To do
a. According to the text on Total Drama Island, on which channel and date did the series premiere in Canada?
b. Name every person or character the text on Total Drama Island mentions by name.
c. Pick up the Total Drama Island text after its final sentence and keep writing.

Provided text

Total Drama Island (sometimes shortened to TDI) is the first season of Total Drama, a Canadian animated comedy television series created by Tom McGillis and Jennifer Pertsch. The series premiered in Canada on Teletoon on July 8, 2007, and ran for 26 episodes, each 22 minutes in duration with a special 44-minute season finale.

Plot

Total Drama Island is set in the fictional titular reality show, which follows the competition of 22 unsuspecting and unwitting teenagers at Camp Wawanakwa, the most rundown, insect-infested, disgusting island in an unspecified area in Muskoka, Ontario. The campers participate in competitions and challenges that get more insane and dangerous each week to avoid being voted off the island by their fellow campers and teammates. At the end of the series, the winning contestant will receive C$100,000 (US$73,129.00). The competition is hosted by Chris McLean, assisted by the camp's chef, Chef Hatchet, who is also Chris's best friend despite being mistreated at times. Egotistical and immoral, unless something affects him legally, Chris places the show's contestants in various life-threatening challenges.

Given entries
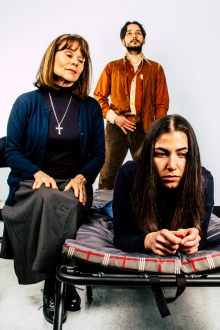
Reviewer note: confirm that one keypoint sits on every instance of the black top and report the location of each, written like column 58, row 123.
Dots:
column 62, row 155
column 127, row 235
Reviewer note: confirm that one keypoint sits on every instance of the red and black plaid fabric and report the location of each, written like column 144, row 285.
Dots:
column 94, row 245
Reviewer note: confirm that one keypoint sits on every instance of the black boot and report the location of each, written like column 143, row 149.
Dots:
column 49, row 301
column 72, row 299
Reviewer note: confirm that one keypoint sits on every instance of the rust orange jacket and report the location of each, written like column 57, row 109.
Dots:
column 113, row 83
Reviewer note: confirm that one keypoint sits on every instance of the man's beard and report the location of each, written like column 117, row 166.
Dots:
column 134, row 49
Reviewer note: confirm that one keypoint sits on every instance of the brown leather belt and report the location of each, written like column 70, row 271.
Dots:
column 133, row 118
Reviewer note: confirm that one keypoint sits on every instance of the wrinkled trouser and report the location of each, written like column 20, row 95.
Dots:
column 117, row 145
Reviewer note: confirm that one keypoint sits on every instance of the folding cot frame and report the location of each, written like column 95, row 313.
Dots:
column 96, row 277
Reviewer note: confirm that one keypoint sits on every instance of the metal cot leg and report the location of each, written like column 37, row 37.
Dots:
column 58, row 315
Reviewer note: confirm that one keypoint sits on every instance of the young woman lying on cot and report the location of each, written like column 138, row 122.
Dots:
column 163, row 201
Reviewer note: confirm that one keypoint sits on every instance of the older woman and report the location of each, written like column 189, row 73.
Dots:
column 55, row 149
column 163, row 201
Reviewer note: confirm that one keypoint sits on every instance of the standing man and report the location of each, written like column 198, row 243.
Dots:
column 139, row 95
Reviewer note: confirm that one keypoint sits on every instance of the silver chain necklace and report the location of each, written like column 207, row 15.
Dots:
column 59, row 123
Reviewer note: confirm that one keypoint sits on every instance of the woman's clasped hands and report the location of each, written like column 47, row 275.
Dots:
column 166, row 242
column 77, row 184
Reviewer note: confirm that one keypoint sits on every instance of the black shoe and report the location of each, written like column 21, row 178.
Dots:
column 72, row 299
column 49, row 308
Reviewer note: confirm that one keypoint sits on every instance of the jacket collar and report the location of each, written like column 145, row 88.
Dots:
column 143, row 58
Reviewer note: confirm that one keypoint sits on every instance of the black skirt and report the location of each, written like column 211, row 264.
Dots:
column 35, row 228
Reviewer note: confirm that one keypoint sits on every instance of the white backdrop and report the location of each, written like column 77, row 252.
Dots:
column 181, row 35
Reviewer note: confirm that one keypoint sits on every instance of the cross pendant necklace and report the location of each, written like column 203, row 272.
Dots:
column 59, row 128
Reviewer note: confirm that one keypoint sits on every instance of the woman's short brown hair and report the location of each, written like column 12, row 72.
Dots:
column 45, row 74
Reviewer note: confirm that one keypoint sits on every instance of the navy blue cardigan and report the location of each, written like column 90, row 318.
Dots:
column 27, row 135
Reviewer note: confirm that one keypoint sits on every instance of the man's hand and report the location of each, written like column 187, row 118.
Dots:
column 41, row 178
column 124, row 124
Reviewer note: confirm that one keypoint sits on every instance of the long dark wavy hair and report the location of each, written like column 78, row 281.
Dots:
column 45, row 74
column 190, row 207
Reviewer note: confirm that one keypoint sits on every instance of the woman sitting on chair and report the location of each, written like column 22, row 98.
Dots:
column 55, row 149
column 163, row 201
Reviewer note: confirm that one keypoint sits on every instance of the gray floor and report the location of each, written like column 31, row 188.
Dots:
column 111, row 308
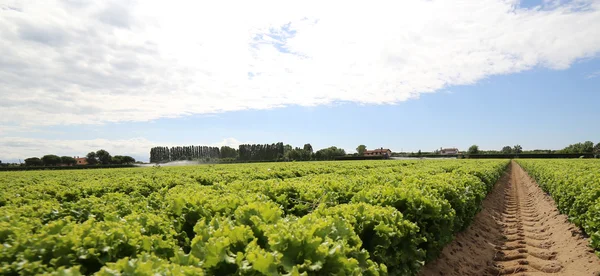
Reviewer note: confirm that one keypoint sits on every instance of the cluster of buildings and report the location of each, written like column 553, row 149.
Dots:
column 388, row 152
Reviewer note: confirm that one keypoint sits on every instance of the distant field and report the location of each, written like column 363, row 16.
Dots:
column 362, row 217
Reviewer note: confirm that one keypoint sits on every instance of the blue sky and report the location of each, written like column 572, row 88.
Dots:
column 525, row 72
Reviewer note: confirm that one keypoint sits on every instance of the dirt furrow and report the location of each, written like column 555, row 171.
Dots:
column 518, row 232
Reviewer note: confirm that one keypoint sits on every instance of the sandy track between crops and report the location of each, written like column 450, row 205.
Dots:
column 518, row 232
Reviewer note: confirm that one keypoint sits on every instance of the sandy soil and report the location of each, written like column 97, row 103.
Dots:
column 518, row 232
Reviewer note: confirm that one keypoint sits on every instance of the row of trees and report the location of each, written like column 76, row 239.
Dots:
column 92, row 158
column 585, row 147
column 258, row 152
column 166, row 154
column 103, row 157
column 516, row 149
column 50, row 160
column 245, row 152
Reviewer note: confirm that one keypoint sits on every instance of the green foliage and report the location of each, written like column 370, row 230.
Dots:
column 361, row 149
column 68, row 160
column 51, row 160
column 575, row 187
column 103, row 157
column 329, row 153
column 33, row 161
column 325, row 218
column 517, row 149
column 92, row 158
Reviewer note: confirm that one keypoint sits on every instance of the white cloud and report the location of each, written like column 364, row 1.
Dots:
column 14, row 148
column 593, row 75
column 76, row 62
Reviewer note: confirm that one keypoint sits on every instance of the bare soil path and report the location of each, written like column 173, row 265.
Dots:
column 518, row 232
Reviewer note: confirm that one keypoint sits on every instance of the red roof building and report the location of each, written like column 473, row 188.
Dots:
column 377, row 152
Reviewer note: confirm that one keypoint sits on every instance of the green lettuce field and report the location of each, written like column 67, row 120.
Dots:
column 326, row 218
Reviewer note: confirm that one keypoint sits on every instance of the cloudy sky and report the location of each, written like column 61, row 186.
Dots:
column 78, row 75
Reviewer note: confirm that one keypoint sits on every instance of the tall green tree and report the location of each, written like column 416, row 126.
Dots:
column 361, row 149
column 68, row 160
column 517, row 149
column 51, row 160
column 33, row 161
column 91, row 158
column 103, row 156
column 308, row 148
column 588, row 147
column 228, row 152
column 474, row 149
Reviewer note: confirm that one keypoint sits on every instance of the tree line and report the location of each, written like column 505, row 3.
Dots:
column 92, row 158
column 166, row 154
column 586, row 147
column 245, row 152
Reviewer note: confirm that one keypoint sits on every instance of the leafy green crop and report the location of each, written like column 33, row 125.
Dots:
column 575, row 187
column 325, row 218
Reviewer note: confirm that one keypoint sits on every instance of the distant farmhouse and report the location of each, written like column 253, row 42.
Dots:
column 81, row 161
column 378, row 152
column 448, row 151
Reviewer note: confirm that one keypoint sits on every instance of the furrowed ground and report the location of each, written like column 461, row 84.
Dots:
column 359, row 218
column 520, row 230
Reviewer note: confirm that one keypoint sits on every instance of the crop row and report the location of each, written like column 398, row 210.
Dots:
column 575, row 187
column 372, row 218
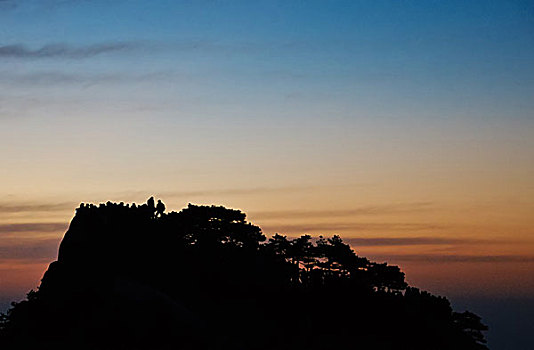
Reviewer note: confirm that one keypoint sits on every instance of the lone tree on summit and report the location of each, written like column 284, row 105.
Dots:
column 135, row 277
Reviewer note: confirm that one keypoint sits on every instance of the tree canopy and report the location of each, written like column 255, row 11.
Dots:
column 135, row 277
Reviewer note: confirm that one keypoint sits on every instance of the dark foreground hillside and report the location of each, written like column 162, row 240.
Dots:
column 133, row 277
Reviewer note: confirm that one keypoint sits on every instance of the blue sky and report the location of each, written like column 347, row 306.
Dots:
column 302, row 107
column 417, row 58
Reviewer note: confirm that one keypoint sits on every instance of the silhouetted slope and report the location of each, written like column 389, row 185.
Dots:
column 133, row 277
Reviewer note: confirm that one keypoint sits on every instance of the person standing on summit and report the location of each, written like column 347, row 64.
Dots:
column 160, row 208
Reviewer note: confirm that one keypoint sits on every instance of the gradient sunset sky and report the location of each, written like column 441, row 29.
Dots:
column 406, row 127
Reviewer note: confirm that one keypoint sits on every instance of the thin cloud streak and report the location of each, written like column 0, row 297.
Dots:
column 37, row 207
column 409, row 241
column 45, row 79
column 335, row 227
column 33, row 227
column 226, row 192
column 30, row 251
column 367, row 210
column 434, row 258
column 65, row 50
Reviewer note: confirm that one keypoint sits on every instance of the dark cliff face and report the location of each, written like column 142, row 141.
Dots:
column 134, row 277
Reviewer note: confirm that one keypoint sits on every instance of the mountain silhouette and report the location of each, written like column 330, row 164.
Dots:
column 135, row 277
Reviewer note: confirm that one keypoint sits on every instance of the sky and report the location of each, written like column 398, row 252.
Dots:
column 406, row 127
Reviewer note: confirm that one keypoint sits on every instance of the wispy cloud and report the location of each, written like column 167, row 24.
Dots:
column 35, row 207
column 435, row 258
column 221, row 192
column 34, row 227
column 34, row 250
column 45, row 79
column 366, row 210
column 408, row 241
column 342, row 227
column 65, row 50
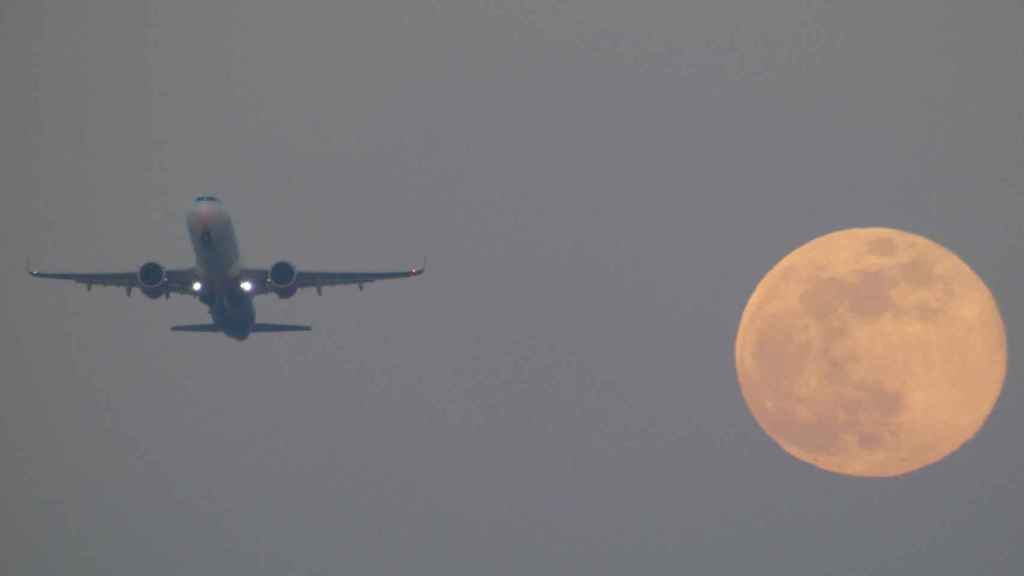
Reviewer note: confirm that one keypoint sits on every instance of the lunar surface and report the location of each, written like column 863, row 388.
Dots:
column 870, row 352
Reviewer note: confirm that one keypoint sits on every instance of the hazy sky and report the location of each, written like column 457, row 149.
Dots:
column 598, row 186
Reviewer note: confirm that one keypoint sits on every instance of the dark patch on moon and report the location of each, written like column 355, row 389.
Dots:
column 882, row 246
column 869, row 295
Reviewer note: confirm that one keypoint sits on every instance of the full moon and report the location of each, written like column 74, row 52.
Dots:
column 870, row 352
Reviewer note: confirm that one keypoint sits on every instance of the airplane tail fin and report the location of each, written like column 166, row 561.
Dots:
column 256, row 328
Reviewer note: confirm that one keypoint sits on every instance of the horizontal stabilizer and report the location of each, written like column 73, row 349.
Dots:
column 256, row 328
column 281, row 328
column 196, row 328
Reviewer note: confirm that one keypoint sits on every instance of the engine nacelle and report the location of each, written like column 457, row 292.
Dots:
column 282, row 278
column 153, row 280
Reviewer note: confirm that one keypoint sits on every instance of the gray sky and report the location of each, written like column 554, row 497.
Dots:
column 597, row 184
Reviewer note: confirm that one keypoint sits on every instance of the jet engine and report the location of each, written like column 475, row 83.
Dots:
column 153, row 280
column 282, row 278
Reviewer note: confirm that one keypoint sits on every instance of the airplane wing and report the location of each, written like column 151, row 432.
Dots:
column 178, row 281
column 318, row 280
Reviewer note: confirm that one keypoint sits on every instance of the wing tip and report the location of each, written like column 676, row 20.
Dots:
column 421, row 270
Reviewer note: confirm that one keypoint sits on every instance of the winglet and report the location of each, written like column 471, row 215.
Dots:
column 422, row 269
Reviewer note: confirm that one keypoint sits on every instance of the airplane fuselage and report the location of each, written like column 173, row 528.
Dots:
column 218, row 265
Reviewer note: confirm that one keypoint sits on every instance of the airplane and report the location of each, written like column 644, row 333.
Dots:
column 219, row 280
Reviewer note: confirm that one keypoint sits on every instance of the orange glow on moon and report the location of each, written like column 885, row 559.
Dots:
column 870, row 352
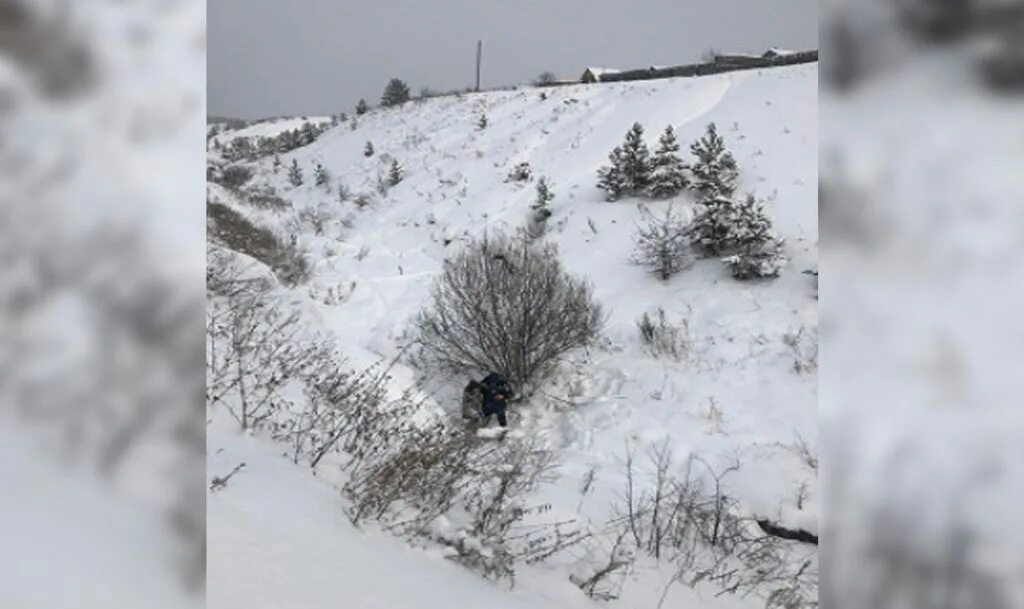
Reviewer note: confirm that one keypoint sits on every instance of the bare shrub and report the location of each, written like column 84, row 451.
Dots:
column 689, row 521
column 438, row 470
column 598, row 584
column 505, row 306
column 252, row 351
column 236, row 176
column 315, row 219
column 803, row 345
column 663, row 245
column 662, row 338
column 520, row 173
column 237, row 232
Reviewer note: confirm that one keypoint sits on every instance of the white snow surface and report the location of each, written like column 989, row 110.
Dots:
column 279, row 536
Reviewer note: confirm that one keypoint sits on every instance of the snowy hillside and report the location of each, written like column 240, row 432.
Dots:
column 743, row 393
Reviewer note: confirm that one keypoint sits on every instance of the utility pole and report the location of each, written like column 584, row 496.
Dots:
column 479, row 52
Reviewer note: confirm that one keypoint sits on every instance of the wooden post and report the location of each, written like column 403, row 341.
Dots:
column 479, row 52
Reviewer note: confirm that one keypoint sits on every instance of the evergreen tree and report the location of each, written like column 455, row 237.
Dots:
column 636, row 161
column 610, row 178
column 395, row 93
column 321, row 175
column 307, row 134
column 544, row 194
column 395, row 173
column 752, row 227
column 711, row 231
column 668, row 174
column 295, row 174
column 715, row 172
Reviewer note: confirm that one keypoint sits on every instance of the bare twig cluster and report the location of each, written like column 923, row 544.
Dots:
column 689, row 521
column 505, row 305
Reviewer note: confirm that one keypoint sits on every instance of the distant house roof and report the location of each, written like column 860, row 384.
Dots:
column 777, row 52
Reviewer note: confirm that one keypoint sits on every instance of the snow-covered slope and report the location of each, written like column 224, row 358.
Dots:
column 735, row 397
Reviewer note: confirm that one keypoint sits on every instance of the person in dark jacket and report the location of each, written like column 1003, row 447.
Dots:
column 496, row 396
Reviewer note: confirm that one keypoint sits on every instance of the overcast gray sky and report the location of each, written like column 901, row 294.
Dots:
column 268, row 57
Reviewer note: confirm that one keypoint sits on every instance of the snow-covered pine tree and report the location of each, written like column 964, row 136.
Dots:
column 765, row 262
column 636, row 161
column 610, row 177
column 295, row 173
column 321, row 175
column 395, row 93
column 544, row 193
column 395, row 173
column 307, row 134
column 715, row 172
column 758, row 252
column 668, row 175
column 520, row 173
column 712, row 229
column 752, row 227
column 663, row 245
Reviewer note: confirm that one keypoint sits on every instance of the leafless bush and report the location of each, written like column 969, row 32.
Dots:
column 520, row 173
column 439, row 470
column 265, row 197
column 804, row 346
column 314, row 219
column 806, row 452
column 235, row 231
column 344, row 411
column 253, row 352
column 505, row 306
column 236, row 176
column 663, row 245
column 662, row 338
column 598, row 584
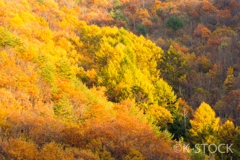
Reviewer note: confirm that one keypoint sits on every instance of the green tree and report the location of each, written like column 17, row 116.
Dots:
column 204, row 125
column 142, row 29
column 177, row 128
column 174, row 23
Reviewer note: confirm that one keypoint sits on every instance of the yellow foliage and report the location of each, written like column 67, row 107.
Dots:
column 204, row 117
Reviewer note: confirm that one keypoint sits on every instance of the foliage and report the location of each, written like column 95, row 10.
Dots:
column 174, row 23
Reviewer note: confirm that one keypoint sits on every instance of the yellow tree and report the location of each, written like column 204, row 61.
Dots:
column 204, row 124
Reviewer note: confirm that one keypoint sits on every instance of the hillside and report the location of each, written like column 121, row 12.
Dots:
column 118, row 79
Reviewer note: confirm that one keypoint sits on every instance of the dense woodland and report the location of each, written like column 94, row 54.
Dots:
column 119, row 79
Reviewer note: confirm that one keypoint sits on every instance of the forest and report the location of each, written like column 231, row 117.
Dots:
column 119, row 79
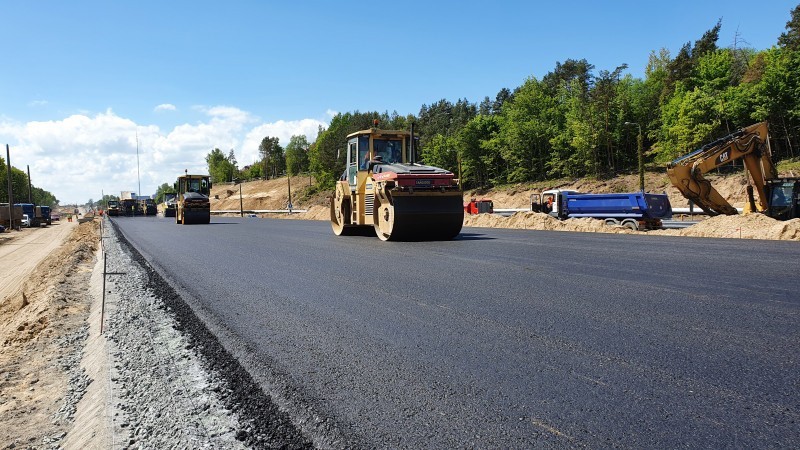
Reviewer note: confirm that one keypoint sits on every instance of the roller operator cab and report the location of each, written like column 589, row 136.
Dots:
column 385, row 190
column 784, row 198
column 192, row 203
column 777, row 196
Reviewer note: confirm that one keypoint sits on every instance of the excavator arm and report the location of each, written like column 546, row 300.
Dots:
column 750, row 144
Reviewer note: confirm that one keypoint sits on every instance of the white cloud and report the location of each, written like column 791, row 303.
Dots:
column 283, row 130
column 165, row 107
column 80, row 156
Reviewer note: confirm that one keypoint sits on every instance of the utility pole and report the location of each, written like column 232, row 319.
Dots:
column 30, row 196
column 289, row 180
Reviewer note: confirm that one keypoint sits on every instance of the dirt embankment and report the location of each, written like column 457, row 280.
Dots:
column 42, row 327
column 273, row 194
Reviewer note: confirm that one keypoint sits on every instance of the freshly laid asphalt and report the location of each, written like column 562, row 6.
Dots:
column 506, row 338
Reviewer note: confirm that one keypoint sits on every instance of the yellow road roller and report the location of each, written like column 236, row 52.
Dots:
column 384, row 189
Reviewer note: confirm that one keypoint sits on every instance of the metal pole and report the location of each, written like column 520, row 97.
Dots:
column 289, row 180
column 641, row 159
column 138, row 178
column 30, row 195
column 103, row 303
column 10, row 195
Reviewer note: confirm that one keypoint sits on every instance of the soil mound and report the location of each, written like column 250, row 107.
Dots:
column 540, row 221
column 744, row 226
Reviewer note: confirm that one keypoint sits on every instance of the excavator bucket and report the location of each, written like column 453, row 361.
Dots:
column 419, row 218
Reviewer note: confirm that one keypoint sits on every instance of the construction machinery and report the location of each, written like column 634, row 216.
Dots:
column 633, row 210
column 169, row 204
column 482, row 206
column 113, row 208
column 385, row 189
column 777, row 197
column 192, row 201
column 148, row 206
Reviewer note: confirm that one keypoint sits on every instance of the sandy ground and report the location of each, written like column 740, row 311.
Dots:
column 272, row 194
column 43, row 316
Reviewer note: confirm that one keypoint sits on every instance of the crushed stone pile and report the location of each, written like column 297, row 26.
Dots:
column 744, row 226
column 540, row 221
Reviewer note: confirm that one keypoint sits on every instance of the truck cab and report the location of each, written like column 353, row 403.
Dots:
column 783, row 198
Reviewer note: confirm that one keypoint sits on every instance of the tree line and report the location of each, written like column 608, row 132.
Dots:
column 19, row 188
column 577, row 121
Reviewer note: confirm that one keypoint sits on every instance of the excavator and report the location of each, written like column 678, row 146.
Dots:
column 778, row 198
column 384, row 189
column 192, row 202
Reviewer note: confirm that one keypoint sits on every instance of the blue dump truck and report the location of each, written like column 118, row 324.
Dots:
column 34, row 213
column 46, row 218
column 634, row 210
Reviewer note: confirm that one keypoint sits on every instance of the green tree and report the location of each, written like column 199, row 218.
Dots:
column 165, row 188
column 272, row 157
column 220, row 167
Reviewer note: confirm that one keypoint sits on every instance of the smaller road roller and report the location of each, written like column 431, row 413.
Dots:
column 192, row 202
column 384, row 189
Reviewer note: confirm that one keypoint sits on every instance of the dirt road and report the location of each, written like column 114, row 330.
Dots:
column 43, row 311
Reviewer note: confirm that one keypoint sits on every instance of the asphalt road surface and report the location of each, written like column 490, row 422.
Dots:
column 507, row 338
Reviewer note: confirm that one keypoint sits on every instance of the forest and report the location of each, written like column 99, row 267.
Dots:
column 577, row 121
column 19, row 187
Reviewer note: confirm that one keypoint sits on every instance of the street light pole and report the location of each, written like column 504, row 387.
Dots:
column 641, row 156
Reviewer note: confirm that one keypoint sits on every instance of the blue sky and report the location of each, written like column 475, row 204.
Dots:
column 80, row 80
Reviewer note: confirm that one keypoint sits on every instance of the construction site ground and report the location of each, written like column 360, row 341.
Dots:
column 273, row 195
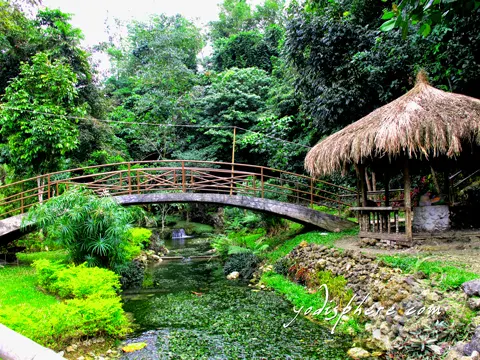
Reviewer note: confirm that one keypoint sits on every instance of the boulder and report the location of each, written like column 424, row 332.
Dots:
column 471, row 288
column 233, row 275
column 474, row 303
column 358, row 353
column 474, row 344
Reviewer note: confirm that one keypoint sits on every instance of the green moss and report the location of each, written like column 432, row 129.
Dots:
column 56, row 323
column 314, row 237
column 57, row 255
column 302, row 299
column 19, row 288
column 448, row 275
column 193, row 227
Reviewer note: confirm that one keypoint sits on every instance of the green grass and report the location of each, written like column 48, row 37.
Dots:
column 193, row 227
column 57, row 255
column 447, row 274
column 18, row 287
column 56, row 323
column 314, row 237
column 301, row 298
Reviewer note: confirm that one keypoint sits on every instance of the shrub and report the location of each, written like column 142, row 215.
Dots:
column 448, row 274
column 132, row 275
column 137, row 240
column 240, row 242
column 94, row 229
column 59, row 324
column 94, row 308
column 282, row 265
column 76, row 281
column 57, row 255
column 244, row 263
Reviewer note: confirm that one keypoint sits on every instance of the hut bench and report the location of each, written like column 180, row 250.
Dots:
column 382, row 223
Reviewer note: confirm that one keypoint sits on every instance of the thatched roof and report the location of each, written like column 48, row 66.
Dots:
column 425, row 121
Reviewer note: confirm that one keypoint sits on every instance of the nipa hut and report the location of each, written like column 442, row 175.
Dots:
column 425, row 124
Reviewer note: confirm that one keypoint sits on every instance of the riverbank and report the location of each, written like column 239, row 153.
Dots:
column 412, row 284
column 184, row 300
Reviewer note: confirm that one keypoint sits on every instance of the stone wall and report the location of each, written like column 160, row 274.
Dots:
column 387, row 288
column 431, row 218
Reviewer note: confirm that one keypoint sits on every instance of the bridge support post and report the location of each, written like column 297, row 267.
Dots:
column 129, row 181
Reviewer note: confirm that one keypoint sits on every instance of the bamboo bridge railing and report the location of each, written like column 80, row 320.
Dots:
column 140, row 177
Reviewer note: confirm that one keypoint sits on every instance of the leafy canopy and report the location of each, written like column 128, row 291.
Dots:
column 35, row 116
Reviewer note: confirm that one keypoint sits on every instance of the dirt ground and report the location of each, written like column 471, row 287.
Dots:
column 465, row 253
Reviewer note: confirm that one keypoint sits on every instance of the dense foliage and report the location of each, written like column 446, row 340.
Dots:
column 295, row 72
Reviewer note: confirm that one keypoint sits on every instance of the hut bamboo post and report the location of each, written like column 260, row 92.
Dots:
column 387, row 200
column 367, row 180
column 446, row 186
column 129, row 180
column 408, row 200
column 435, row 181
column 387, row 188
column 363, row 186
column 360, row 168
column 233, row 157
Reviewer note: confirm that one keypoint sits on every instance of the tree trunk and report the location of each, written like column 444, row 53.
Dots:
column 435, row 181
column 367, row 180
column 40, row 184
column 408, row 201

Results for each task
a. Teletoon, on July 8, 2007.

b. Tom McGillis, Jennifer Pertsch, Chris McLean, Chef Hatchet

c.
At the beginning of the season, the campers are placed into two groups of eleven, the "Screaming Gophers" and the "Killer Bass". In each episode, the teams participate in a challenge, in which one or more campers can win invincibility for their team. The losing team is called to the campfire that night, where they vote one of their members off the island. The camper with the most votes is eliminated from the competition. At this campfire, McLean passes out marshmallows to the campers who have not been voted off, while the one who does not get a marshmallow must walk down the Dock of Shame to the Boat of Losers, which will take them away from the island and they will "never, never, never, ever, ever, ever, come back, ever" according to Chris (this was proved a lie in Episode 15, "No Pain, No Game", when he brought Eva and Izzy back into the game).

In Episode 14, the teams are disbanded, so it is every camper for themselves, after which the challenges continue; the winner of each challenge then only receives invincibility for him or herself, whereupon the rest of the campers vote one camper without invincibility off the island. This process of elimination continues until two players remain. They are then subject to a final contest. Total Drama Island is a parody of the reality show Survivor. McLean is very similar to Survivor host Jeff Probst. This is the first season in which the winner does not get to keep the money, due to it being eaten by a shark in the episode "Total Drama Drama Drama Drama Island".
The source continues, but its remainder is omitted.